_What the task asks:_ Below are records; reproduce exactly the lines from the one that has "positive clicks: (307, 357)" through the one that has "positive clicks: (280, 67) (287, 48)", ends included, and nothing more.
━━━ Dataset excerpts
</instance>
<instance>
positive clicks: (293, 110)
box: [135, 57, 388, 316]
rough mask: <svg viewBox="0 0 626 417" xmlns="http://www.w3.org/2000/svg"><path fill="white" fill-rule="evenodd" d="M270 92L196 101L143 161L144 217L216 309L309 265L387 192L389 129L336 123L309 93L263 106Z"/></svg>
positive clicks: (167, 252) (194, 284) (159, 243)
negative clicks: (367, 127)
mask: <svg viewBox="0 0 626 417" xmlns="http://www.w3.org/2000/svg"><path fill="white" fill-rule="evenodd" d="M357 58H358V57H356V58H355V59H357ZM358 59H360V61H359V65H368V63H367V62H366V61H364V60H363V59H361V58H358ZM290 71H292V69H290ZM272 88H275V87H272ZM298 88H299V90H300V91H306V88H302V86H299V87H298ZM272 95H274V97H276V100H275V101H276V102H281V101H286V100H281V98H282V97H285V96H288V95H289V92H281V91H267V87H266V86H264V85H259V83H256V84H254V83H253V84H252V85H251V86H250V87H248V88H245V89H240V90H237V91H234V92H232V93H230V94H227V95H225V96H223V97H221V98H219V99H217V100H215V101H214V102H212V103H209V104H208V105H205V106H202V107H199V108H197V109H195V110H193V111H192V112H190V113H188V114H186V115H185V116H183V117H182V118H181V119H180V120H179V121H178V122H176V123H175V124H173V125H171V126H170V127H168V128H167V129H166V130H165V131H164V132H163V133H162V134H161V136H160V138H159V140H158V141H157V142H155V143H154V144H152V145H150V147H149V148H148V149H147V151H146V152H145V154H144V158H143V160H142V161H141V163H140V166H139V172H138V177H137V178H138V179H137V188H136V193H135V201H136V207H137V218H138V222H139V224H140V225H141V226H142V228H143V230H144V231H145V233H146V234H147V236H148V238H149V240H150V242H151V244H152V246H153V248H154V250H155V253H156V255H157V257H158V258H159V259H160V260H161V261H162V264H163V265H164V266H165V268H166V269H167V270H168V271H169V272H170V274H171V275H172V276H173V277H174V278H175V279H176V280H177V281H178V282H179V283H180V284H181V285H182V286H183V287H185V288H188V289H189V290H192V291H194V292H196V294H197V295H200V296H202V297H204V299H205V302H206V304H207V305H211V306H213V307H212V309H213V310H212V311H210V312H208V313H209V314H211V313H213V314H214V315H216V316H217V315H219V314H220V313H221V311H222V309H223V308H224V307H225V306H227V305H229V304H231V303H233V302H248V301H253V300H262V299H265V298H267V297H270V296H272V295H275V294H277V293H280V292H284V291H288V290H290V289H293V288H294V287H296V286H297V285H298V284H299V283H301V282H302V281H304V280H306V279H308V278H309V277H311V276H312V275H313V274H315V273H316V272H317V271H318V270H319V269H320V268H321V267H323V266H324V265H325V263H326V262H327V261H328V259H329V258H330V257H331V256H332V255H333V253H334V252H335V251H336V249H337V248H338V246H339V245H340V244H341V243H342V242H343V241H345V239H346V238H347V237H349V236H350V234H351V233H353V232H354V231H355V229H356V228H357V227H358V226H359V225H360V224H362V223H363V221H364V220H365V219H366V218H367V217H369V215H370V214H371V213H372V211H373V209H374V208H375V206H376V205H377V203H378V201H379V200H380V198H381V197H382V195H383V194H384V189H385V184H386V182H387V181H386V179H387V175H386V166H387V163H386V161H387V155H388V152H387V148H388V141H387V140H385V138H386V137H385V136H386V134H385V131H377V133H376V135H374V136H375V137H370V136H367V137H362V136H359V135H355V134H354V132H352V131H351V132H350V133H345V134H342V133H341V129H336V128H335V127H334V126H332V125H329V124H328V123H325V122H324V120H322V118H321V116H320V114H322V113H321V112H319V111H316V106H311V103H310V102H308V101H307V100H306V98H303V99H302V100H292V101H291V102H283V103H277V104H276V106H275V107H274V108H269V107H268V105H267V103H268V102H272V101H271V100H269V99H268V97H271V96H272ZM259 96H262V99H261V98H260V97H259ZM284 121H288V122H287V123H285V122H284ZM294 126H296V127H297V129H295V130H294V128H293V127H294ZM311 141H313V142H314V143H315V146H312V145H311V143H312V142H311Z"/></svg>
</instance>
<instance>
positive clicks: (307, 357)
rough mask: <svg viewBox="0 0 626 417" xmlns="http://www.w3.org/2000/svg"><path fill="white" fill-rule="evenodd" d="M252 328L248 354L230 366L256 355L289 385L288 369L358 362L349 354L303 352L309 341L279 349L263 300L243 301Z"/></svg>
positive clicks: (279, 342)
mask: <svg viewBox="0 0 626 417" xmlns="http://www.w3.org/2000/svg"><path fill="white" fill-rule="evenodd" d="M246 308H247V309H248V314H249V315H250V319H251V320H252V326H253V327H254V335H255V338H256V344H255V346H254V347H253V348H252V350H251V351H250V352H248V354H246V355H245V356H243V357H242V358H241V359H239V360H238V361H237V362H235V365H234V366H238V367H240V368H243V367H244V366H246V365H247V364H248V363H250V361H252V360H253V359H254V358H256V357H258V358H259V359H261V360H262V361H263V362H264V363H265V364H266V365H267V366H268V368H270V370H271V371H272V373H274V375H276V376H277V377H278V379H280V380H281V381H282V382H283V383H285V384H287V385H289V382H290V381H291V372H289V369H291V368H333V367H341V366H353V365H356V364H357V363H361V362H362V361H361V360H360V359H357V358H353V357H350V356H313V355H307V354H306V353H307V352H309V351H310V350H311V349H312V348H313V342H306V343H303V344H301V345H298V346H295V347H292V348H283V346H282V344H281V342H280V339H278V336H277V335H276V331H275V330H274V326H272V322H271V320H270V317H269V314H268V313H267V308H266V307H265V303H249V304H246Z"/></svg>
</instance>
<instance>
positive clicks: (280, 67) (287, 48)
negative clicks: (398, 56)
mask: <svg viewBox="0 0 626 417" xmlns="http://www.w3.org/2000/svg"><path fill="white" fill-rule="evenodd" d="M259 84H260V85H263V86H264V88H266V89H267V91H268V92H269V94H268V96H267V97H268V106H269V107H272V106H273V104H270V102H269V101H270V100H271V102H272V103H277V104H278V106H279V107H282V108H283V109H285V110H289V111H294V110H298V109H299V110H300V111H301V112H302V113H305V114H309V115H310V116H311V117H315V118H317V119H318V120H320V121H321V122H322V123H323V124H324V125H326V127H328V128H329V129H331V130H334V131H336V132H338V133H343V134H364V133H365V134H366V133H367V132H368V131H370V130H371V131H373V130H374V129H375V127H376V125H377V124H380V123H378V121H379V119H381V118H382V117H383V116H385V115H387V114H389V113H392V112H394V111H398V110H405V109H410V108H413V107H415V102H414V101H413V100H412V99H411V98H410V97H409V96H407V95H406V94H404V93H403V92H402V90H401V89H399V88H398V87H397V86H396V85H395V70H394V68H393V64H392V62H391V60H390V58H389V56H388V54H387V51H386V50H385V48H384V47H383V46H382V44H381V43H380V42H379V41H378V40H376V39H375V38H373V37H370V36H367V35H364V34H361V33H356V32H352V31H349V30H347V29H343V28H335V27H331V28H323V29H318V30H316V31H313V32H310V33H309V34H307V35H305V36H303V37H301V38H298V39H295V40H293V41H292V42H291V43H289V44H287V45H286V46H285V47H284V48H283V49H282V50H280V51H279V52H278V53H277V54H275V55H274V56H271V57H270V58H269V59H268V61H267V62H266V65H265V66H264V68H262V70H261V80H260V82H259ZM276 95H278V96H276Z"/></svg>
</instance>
━━━━━━
━━━ Dataset excerpts
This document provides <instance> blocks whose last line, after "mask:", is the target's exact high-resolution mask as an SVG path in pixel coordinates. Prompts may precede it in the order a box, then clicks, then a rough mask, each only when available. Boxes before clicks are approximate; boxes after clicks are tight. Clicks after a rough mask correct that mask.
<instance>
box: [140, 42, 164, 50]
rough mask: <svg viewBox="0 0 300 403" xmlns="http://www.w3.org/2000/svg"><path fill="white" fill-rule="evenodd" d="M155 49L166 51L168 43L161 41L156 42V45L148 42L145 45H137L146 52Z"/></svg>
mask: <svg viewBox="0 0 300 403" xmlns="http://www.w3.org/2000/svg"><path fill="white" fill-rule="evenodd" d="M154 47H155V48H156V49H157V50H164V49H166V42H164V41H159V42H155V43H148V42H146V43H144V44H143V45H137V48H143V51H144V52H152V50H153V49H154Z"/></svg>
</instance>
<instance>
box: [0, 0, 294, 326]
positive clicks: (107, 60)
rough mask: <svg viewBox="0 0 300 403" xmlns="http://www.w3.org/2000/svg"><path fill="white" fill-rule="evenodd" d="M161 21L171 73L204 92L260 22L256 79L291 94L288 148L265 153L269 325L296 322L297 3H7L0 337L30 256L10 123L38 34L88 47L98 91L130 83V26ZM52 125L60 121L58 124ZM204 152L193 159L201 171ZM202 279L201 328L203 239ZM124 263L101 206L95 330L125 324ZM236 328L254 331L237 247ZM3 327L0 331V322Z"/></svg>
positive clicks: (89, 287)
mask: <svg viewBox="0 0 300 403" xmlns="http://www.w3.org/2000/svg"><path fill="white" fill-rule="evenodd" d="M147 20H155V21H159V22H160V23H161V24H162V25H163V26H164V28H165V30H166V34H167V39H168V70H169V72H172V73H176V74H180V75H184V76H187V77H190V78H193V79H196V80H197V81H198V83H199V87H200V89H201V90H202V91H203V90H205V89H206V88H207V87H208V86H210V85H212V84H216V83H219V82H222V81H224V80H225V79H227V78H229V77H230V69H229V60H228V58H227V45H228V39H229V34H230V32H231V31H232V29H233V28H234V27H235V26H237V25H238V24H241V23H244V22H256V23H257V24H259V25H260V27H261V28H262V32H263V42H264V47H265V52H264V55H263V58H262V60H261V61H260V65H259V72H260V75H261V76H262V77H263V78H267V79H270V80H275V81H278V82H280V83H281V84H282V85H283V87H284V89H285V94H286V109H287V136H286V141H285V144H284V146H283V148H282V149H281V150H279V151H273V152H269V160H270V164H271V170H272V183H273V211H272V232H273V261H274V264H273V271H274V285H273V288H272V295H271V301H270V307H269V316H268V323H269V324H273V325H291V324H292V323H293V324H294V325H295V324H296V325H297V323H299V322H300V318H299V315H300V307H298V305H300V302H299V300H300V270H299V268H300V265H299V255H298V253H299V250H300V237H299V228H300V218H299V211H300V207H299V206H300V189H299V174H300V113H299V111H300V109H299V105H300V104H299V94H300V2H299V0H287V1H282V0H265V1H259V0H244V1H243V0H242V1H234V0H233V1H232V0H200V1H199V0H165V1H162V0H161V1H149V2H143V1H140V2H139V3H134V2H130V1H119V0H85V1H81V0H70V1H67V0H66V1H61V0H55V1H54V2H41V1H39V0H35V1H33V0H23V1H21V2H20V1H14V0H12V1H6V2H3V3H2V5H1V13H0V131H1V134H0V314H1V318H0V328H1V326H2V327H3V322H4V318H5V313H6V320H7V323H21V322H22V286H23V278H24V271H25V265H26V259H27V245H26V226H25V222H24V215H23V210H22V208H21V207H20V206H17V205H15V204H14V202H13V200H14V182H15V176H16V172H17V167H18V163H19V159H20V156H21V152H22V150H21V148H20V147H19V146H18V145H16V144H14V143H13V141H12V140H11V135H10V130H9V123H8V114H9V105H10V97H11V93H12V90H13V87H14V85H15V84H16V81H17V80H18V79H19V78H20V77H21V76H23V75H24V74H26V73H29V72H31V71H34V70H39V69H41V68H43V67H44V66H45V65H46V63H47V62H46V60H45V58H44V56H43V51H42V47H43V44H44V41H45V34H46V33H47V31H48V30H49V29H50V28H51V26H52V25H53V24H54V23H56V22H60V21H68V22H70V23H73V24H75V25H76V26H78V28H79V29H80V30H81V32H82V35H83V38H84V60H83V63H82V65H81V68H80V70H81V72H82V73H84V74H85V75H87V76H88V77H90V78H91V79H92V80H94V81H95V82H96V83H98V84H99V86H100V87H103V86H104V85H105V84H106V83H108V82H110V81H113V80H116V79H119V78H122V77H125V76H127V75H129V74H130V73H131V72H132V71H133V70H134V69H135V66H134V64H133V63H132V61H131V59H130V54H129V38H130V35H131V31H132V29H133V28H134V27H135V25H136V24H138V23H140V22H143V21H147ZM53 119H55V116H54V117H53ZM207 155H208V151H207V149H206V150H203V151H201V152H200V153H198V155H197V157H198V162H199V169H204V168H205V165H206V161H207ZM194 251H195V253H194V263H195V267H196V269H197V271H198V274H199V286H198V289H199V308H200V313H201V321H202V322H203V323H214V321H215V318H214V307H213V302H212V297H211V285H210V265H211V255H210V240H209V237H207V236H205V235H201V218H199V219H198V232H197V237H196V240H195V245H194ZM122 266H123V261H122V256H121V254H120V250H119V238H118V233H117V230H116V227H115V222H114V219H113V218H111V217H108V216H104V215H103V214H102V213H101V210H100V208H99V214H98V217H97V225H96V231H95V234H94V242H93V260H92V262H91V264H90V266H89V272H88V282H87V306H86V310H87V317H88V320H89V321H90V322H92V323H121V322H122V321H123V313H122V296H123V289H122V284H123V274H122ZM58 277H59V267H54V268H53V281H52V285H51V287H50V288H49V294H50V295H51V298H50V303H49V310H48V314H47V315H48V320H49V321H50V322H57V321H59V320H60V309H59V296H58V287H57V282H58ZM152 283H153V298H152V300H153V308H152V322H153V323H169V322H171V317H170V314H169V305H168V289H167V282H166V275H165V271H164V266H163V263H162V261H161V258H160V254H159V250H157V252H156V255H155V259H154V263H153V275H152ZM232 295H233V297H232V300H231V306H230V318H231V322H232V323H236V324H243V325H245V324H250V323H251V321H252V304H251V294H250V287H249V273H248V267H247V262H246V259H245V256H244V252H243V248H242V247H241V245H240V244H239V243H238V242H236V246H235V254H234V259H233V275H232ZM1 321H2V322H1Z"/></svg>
━━━━━━
_Solution to this problem:_
positive clicks: (307, 357)
rough mask: <svg viewBox="0 0 626 417" xmlns="http://www.w3.org/2000/svg"><path fill="white" fill-rule="evenodd" d="M252 328L248 354L230 366L256 355L289 385L288 369L358 362L349 354L303 352L309 341L279 349L263 300L243 301Z"/></svg>
positive clicks: (279, 342)
mask: <svg viewBox="0 0 626 417" xmlns="http://www.w3.org/2000/svg"><path fill="white" fill-rule="evenodd" d="M246 308H247V309H248V314H249V315H250V319H251V320H252V326H253V327H254V335H255V338H256V344H255V346H254V347H253V348H252V350H251V351H250V352H248V354H246V355H245V356H243V357H242V358H241V359H239V360H238V361H237V362H235V365H234V366H238V367H240V368H243V367H244V366H246V365H247V364H248V363H250V361H252V360H253V359H254V358H256V357H258V358H259V359H261V360H262V361H263V362H264V363H265V364H266V365H267V366H268V368H270V370H271V371H272V373H274V375H276V376H277V377H278V379H280V380H281V381H282V382H283V383H285V384H287V385H289V382H290V381H291V372H289V369H291V368H333V367H341V366H353V365H356V364H357V363H361V362H362V361H361V360H360V359H357V358H353V357H350V356H313V355H307V354H306V353H307V352H309V351H310V350H311V349H312V348H313V342H306V343H303V344H301V345H298V346H295V347H292V348H283V346H282V344H281V342H280V339H278V336H277V335H276V331H275V330H274V326H272V322H271V320H270V317H269V314H268V313H267V308H266V307H265V303H249V304H246Z"/></svg>
</instance>
<instance>
positive clicks: (280, 67) (287, 48)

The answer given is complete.